[Collected data]
———

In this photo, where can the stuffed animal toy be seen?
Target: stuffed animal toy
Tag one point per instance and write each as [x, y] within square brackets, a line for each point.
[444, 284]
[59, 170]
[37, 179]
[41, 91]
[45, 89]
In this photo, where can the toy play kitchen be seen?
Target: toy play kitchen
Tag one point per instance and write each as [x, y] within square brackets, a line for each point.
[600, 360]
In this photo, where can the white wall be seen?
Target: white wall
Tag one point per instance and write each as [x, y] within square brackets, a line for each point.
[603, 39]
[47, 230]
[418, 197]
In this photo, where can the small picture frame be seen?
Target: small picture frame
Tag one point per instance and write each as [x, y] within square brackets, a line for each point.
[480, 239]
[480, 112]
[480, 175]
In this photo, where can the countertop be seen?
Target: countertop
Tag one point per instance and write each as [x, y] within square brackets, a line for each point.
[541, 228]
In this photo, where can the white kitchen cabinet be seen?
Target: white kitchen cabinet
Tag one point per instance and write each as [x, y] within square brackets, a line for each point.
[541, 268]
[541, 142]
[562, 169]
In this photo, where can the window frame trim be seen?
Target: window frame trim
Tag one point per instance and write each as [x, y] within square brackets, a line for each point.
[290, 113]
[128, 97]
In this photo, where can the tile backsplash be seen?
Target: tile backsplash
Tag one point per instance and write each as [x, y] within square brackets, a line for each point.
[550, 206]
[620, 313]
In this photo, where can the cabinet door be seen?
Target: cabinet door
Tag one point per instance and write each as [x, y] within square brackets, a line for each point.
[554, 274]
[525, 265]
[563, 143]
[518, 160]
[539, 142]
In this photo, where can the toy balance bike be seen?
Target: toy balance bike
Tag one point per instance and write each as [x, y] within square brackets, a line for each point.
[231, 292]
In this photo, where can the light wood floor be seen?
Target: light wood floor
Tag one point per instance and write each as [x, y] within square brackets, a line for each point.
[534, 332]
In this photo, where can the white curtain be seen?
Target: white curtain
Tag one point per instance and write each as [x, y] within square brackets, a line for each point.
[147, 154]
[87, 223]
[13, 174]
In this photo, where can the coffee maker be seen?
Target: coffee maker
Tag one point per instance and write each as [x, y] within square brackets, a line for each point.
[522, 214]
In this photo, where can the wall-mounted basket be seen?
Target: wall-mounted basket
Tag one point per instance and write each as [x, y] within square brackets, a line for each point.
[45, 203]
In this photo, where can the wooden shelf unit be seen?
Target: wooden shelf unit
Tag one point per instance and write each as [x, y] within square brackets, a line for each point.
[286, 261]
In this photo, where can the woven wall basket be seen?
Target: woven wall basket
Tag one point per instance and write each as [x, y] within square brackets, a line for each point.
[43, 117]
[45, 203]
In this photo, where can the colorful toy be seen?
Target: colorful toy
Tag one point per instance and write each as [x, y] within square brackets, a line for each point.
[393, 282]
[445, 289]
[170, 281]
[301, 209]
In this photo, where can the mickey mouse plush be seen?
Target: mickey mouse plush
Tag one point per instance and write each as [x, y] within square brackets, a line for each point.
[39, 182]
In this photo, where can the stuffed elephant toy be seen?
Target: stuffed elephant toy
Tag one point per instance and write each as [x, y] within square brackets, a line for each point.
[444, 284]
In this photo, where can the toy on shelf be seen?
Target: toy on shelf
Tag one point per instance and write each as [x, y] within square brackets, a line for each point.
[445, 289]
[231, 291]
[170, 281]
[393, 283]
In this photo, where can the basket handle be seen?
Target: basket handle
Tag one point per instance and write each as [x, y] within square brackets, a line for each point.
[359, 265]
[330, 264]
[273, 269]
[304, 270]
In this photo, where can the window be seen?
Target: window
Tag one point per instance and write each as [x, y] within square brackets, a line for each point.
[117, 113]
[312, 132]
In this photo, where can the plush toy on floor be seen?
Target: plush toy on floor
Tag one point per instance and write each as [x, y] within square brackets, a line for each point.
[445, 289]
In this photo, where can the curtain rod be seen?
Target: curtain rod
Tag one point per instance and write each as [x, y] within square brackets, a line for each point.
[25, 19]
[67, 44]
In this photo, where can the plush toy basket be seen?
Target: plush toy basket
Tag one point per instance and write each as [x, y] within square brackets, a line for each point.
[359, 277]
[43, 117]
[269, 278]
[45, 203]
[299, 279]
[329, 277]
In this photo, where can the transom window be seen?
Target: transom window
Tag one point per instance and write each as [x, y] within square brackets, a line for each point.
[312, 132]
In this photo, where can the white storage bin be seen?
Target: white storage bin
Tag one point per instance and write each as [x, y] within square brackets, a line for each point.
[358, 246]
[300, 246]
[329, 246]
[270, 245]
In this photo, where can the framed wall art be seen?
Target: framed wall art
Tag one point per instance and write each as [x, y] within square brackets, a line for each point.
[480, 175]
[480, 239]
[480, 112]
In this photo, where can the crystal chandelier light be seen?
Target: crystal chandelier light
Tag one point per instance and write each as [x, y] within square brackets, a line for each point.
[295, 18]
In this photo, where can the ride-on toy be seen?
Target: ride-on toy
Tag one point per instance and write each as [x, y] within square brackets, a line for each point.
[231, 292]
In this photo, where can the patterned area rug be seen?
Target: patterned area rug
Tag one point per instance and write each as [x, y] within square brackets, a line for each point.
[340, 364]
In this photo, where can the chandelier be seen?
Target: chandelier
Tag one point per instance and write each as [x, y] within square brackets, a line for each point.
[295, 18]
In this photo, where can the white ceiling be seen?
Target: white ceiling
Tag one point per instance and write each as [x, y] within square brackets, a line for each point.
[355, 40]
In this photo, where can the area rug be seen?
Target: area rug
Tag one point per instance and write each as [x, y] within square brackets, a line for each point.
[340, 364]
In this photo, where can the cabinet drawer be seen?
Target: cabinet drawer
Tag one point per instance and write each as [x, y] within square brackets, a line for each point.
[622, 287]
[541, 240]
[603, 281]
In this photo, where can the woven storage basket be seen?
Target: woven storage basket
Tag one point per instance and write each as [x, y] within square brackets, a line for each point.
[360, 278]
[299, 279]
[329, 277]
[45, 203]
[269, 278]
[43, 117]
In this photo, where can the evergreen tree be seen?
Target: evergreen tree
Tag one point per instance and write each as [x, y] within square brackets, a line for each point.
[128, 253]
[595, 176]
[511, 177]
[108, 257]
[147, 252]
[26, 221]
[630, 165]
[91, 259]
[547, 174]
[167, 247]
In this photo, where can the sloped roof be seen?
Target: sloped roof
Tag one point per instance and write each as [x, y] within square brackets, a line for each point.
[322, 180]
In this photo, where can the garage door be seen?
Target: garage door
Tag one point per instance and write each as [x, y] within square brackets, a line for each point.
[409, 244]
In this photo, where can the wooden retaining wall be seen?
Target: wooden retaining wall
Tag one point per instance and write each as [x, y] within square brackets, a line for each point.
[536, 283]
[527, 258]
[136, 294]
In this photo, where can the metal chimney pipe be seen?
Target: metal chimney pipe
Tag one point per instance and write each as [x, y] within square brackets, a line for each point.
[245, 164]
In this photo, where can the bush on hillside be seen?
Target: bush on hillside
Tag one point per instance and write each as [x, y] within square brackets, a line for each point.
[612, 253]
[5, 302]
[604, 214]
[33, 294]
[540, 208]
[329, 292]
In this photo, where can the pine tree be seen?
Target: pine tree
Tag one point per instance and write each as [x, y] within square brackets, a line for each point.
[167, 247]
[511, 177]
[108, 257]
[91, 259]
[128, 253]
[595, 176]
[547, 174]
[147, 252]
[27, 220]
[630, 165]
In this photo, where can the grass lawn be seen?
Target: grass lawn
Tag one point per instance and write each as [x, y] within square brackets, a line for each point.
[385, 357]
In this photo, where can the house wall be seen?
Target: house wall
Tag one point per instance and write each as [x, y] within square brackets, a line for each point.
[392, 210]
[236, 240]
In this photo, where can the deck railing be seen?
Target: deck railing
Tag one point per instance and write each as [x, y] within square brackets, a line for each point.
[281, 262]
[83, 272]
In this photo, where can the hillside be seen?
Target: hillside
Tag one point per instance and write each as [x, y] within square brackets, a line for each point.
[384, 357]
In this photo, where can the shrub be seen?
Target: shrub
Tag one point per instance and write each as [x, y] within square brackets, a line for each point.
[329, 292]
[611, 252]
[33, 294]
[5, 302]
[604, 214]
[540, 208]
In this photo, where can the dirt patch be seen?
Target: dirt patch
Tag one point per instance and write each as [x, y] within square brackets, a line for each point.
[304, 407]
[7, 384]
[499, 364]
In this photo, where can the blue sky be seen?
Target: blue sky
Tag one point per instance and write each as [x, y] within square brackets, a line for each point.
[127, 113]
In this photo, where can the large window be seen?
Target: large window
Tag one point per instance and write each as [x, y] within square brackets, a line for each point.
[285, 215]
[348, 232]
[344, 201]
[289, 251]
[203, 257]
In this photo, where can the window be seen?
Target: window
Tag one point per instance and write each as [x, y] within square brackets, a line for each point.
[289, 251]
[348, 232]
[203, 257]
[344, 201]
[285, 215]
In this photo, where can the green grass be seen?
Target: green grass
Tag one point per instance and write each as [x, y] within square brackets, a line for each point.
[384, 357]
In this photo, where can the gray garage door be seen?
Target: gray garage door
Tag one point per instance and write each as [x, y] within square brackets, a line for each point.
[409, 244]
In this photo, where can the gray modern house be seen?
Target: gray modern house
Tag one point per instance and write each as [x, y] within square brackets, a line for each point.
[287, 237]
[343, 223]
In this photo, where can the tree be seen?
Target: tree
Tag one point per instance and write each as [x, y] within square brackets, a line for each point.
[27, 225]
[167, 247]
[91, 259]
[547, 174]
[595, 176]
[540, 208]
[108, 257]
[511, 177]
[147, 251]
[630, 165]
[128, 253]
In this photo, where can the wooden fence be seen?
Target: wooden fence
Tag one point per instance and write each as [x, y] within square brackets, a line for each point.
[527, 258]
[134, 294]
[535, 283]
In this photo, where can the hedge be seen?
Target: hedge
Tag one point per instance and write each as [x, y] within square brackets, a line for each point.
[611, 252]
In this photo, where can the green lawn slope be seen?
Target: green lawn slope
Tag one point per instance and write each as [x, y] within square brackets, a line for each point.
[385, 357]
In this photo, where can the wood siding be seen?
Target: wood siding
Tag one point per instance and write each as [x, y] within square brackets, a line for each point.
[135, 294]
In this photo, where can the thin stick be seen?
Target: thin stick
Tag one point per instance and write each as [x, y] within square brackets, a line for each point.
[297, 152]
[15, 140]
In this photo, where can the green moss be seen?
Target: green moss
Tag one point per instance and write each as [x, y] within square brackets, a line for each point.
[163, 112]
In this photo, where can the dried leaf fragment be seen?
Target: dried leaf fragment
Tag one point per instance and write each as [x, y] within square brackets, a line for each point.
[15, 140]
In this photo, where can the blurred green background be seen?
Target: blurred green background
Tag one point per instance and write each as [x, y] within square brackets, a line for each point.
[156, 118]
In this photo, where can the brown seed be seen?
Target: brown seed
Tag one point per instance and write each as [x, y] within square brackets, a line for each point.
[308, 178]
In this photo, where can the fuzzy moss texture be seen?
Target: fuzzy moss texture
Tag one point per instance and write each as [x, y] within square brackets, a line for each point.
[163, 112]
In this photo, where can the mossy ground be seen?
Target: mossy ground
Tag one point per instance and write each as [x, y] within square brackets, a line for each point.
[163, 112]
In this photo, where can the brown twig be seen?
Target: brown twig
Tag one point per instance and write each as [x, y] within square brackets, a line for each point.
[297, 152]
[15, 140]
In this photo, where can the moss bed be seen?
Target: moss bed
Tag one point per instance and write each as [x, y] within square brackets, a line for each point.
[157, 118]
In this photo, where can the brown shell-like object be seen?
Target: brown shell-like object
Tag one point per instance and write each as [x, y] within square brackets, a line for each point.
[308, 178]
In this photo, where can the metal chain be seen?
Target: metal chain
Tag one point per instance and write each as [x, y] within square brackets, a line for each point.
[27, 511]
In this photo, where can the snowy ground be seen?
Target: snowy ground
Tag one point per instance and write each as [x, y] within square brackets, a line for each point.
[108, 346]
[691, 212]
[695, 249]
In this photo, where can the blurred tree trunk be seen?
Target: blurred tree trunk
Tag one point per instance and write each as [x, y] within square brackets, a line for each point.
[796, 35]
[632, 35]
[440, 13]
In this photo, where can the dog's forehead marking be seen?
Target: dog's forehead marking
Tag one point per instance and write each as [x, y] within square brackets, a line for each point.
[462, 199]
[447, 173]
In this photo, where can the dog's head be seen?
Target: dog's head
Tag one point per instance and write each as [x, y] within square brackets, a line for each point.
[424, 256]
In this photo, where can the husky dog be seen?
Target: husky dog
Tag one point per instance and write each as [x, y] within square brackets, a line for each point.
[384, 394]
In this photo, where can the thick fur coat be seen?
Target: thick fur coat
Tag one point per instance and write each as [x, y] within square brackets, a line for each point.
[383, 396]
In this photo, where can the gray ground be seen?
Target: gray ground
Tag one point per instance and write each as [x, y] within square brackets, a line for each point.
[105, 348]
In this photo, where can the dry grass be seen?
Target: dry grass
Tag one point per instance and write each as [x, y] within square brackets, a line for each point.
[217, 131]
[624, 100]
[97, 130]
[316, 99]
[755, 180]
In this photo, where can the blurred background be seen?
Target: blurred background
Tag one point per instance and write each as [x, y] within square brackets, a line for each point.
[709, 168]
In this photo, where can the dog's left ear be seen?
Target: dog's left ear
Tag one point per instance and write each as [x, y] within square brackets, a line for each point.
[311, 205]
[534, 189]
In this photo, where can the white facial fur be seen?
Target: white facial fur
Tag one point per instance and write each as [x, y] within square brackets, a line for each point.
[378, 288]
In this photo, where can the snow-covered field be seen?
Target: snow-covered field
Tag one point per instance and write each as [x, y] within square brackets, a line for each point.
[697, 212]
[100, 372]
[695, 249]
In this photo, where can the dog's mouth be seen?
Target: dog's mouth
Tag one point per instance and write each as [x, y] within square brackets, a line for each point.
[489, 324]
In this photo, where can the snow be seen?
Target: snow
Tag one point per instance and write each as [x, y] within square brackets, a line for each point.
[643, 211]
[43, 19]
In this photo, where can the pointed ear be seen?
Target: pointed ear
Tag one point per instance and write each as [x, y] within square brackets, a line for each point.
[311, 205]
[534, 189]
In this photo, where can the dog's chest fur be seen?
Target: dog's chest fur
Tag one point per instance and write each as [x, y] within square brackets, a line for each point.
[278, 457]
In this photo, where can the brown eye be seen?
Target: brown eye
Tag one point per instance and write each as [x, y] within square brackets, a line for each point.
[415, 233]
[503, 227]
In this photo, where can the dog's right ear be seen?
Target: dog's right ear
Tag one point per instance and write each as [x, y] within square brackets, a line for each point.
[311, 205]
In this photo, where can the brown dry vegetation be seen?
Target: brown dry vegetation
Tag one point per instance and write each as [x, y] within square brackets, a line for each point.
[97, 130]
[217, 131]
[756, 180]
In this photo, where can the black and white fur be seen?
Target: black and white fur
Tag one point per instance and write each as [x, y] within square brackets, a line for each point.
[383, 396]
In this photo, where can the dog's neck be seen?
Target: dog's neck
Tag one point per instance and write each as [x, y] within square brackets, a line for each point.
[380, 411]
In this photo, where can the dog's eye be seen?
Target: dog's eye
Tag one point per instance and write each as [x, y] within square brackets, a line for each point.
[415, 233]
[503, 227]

———

WHAT IS EXPECTED: Look over the records above and say how many lines hold the word "retaining", giving the number alone.

EXERCISE ANSWER: 2